*TEKS BACAAN*
Dari pengamatan, entah kenapa lebih banyak yang percaya adanya kabar yang belum jelas kebenarannya kalau disampaikan lewat media text (media televisi dan radio juga sih, tapi kita kan sedang membahas komunikasi tertulis) daripada yang sekedar bisik-bisik. Apa karena faktor komunikasi tertulis dapat terdokumentasi dengan baik, sehingga mudah dilacak/meninggalkan jejak daripada lisan yang cenderung lebih mudah dilupakan/sukar dilacak.


BERSAMBUNG KE BAGIAN SELANJUTNYA, KARAKTERISTIK KHAS TIAP SOCMED :goodluck:

19 pemikiran pada “Komunikasi di era 2.0: Lebih Sulit atau Lebih Mudah? (1)

  1. Horeeeeee, sudah diposting!

    Saya sudah agak lama jadi pengguna jejaring sosial dan socmed, tetapi sampai saat ini masih belajar untuk mendapatkan model yg paling sesuai untuk membantu kehidupan saya sehari – hari.

    Contoh coba – coba saya adalah ketika kemarin komplain ke xl melalui telepon dicuekin, kemudian me reply @xl123 dicuekin. Maka saya pun mulai menggandeng orang2 yg saya kenal di socmed.

    Nah disitu pengaruh socmed mulai terasa dan @xl123 mulai kasih respon :d

    Salam mba

  2. Saya pikir menikmati media 2.0 itu sama halnya seperti menikmati buku. Ya, kita tak bisa mempercayai 100% apa yang tertulis disana. Oleh karena itu hendaknya kita kaji ulang dan pikir baik-baik maksud dari apa yang tertulis. Sejauh ini saya lihat media 2.0 di Indonesia lebih berpotensi sebagai gerakan people power saja.

  3. Komunikasi lewat tulisan lebih sulit menurut saya.
    Karena kalo ada ke(salah)an sedikit, akan muncul banyak pertanyaan dan kritik.
    Untuk menjelaskannya harus benar2 tepat. Agar gak muncul kritikan dan pertanyaan baru.

    Kalo secara lisan, hanya butuh waktu dikit, “oh iya, maaf salah.”.
    Kek gitulah. Bingung juga nulisnya hihihii

    Merdeka!!!

  4. biasanya, org yg dikit2 terganggu itu karena dasarnya rese aja. dlm dunia nyata, lagi nyetir tenang2, tiba2 ada bis ngawur atau ada motor main nyelonong. di socmed, ga semua orang ngerti aturan mainnya.

    we live in that kind of world. jadi, kl hal2 kyk gitu masih jadi masalah, gue jadi pengen nanya: udah hidup berapa lama sih lo? *sok tua* 😆

    sejauh ini, gue ga memilah-milah etika online dan offline. dan gue masih seneng2 aja dan blm kepentok masalah komunikasi hehe 😀

  5. *maaf sebelumnya*
    cuma sedikit koment.
    emang tanpa disadari socmed kini seakan menjadi kebutuhan pokok,
    setiap orang berlomba untuk exis di dunia socmed..

*CUPLIKAN DATA*
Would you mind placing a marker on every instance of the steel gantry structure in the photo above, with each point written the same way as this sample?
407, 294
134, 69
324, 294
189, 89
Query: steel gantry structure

*TANTANGAN*
**A.** Tolong salin kata demi kata sebagian dari teks bacaan, mulai dari kata-kata yang memuat "2. Saya pikir" dan berhenti setelah "pertanyaan dan kritik.".
**B.** Jawab pertanyaan berikut berdasarkan teks bacaan.
(i) Melalui apa komentator pertama mula-mula menyampaikan keluhannya ke XL?
(ii) Komentar kedua menyamakan menikmati media 2.0 dengan menikmati apa?
(iii) Menurut komentar ketiga, komunikasi lewat tulisan lebih sulit atau lebih mudah?

*KUNCI JAWABAN*
**A.**
2. Saya pikir menikmati media 2.0 itu sama halnya seperti menikmati buku. Ya, kita tak bisa mempercayai 100% apa yang tertulis disana. Oleh karena itu hendaknya kita kaji ulang dan pikir baik-baik maksud dari apa yang tertulis. Sejauh ini saya lihat media 2.0 di Indonesia lebih berpotensi sebagai gerakan people power saja.

  3. Komunikasi lewat tulisan lebih sulit menurut saya.
    Karena kalo ada ke(salah)an sedikit, akan muncul banyak pertanyaan dan kritik.

**B.**
(i) Melalui telepon.
(ii) Buku.
(iii) Lebih sulit.